*SELECTED EXCERPT*.
(begin)
Squash and Pumpkins

Knowledgebase

The cultural requirements of squash and pumpkins are similar and there is often  great confusion in differentiating the two. T.W. Whitaker and G.W. Bohn presented evidence in 1950 that five species of Cucurbita, known as pumpkins and squash, originated in the Americas. They defined the terms pumpkin, summer squash, and winter  squash as follows: Pumpkin: the edible fruit of any species of Cucurbita used when ripe as a table vegetable or in pies; flesh is somewhat coarse and/or strongly flavored, hence is not generally served as a baked vegetable. Summer Squash: The edible fruit of any  species of Cucurbita, commonly C. pepo, used when immature as a table vegetable. Winter Squash: The edible fruit of any species of Cucurbita used when ripe as a table vegetable or in pies; flesh is usually fine-grained and of mild flavor, hence it is suitable for baking.

Only the female flowers produce fruit; male and female parts are in separate flowers. Male flowers emerge first, followed by the females.

Climate Requirements

Most pumpkin and squash seeds will not germinate satisfactorily in cold soil and the plants are injured by light frosts. Planting should be delayed until the soil has warmed to 68oF and all danger of frost has passed. Plant at a depth of 4 inches The use of summer squash transplants should be considered if early harvest is important.
(end)
*GIVEN INFORMATION*.
(begin)
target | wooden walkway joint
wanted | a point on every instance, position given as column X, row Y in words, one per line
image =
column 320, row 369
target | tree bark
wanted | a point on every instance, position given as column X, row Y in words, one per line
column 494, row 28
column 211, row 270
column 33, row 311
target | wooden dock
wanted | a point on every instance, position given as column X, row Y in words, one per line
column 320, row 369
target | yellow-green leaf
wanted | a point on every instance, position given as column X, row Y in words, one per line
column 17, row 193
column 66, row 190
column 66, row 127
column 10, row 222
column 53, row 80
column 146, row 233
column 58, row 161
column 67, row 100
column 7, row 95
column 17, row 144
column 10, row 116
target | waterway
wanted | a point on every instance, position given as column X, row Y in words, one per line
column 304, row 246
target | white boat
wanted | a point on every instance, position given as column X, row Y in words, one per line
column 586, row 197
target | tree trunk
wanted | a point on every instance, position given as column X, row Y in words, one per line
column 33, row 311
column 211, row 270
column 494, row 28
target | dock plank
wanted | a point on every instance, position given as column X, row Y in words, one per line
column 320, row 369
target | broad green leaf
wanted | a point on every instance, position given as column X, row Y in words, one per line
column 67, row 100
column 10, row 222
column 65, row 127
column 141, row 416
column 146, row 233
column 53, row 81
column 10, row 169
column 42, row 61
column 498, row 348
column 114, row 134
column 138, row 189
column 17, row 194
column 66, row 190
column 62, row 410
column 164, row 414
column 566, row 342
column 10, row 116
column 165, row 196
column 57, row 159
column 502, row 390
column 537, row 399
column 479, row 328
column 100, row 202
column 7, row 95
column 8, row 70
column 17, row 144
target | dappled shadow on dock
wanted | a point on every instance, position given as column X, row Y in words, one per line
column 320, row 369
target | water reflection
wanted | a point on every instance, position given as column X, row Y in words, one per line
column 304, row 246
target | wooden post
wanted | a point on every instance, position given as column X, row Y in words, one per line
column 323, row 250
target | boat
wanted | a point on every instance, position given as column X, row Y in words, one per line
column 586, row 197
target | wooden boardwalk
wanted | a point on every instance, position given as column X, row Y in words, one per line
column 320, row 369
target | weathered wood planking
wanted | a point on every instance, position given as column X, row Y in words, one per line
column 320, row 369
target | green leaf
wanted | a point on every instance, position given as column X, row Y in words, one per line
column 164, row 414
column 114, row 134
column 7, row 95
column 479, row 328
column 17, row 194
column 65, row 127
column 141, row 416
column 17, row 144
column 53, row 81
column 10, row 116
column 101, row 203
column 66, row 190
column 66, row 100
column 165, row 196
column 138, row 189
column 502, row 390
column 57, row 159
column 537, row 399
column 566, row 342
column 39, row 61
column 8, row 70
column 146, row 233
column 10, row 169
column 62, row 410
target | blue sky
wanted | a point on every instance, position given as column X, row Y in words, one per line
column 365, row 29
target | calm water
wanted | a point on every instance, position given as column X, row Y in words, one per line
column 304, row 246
(end)
*THINGS TO DO*.
A) In the squash and pumpkins text, who presented evidence in 1950 that five species of Cucurbita originated in the Americas?
B) Copy the squash and pumpkins text word for word, beginning at the words "Most pumpkin and" and ending after the words "harvest is important.".

*ANSWERS PER TASK*.
A) T.W. Whitaker and G.W. Bohn

B)
Most pumpkin and squash seeds will not germinate satisfactorily in cold soil and the plants are injured by light frosts. Planting should be delayed until the soil has warmed to 68oF and all danger of frost has passed. Plant at a depth of 4 inches The use of summer squash transplants should be considered if early harvest is important.